Starting from the line containing "out the blue", write out every remaining line exactly, the last one included.
..........
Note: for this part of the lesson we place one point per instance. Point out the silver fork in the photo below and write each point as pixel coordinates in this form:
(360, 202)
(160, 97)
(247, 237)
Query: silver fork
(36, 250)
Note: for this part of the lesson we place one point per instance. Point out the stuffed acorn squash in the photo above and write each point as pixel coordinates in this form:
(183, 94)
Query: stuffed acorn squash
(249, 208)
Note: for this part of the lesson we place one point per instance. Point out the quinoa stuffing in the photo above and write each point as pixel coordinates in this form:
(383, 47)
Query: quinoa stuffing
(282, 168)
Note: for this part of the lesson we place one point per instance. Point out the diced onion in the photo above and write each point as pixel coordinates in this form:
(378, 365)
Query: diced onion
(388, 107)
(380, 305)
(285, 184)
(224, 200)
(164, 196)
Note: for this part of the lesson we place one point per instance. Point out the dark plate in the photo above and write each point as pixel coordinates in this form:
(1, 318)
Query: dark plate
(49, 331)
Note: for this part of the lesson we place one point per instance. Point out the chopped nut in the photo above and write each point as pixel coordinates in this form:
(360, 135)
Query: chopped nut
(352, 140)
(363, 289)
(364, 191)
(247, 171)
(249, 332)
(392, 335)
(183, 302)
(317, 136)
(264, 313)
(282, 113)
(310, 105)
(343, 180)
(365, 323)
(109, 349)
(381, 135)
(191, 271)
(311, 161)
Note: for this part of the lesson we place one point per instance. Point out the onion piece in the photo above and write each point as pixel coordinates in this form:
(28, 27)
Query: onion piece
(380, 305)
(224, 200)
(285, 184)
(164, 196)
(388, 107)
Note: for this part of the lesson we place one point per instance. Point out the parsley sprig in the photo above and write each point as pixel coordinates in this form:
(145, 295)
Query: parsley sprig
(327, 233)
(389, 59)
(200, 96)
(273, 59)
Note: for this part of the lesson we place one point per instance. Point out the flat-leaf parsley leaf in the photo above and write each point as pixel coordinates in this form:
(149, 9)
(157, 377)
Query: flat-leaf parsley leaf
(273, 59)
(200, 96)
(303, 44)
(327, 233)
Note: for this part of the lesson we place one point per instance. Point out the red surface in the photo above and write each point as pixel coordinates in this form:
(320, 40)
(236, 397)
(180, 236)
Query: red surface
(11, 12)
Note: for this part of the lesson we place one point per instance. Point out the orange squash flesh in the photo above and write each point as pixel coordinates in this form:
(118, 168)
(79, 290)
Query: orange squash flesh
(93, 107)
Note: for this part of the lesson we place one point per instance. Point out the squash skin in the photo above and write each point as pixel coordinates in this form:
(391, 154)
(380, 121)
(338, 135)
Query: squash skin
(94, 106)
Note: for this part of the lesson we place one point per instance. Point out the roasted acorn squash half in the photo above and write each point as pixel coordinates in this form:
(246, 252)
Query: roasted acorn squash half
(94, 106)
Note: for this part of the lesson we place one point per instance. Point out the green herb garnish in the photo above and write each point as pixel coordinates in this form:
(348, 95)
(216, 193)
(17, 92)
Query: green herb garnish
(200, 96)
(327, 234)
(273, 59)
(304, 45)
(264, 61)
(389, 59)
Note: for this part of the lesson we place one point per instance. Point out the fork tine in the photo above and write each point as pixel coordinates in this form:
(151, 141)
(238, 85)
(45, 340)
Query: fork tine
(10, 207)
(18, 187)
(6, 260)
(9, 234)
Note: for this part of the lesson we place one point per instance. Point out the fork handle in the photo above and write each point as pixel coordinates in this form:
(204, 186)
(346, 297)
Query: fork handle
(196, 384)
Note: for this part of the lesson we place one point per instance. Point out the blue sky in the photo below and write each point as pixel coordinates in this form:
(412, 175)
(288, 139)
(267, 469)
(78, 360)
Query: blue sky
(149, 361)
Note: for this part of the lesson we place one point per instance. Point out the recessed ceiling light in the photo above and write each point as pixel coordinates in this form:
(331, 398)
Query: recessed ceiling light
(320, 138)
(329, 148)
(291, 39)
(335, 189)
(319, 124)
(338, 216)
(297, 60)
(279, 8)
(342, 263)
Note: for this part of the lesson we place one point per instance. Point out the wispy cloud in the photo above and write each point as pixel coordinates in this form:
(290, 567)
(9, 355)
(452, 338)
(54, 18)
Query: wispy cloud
..........
_Right answer_
Note: for this part of the lesson we place one point per instance. Point out the blue sky in the photo below and write each point as pixel coordinates in this form:
(412, 175)
(288, 139)
(267, 469)
(78, 360)
Query: blue sky
(149, 361)
Note: for this part of the lesson we place one point per instance. Point out the recessed ceiling light in the photo above and write each point as pixel coordinates in this form:
(331, 398)
Query: recessed ceiling light
(320, 138)
(329, 148)
(291, 39)
(335, 189)
(319, 124)
(338, 216)
(297, 60)
(279, 8)
(342, 263)
Note: for this part of the lesson we place one point per instance. Point out the wispy cloud in the photo above and write each point as pixel coordinates in this form:
(290, 567)
(9, 355)
(452, 338)
(54, 18)
Query: wispy cloud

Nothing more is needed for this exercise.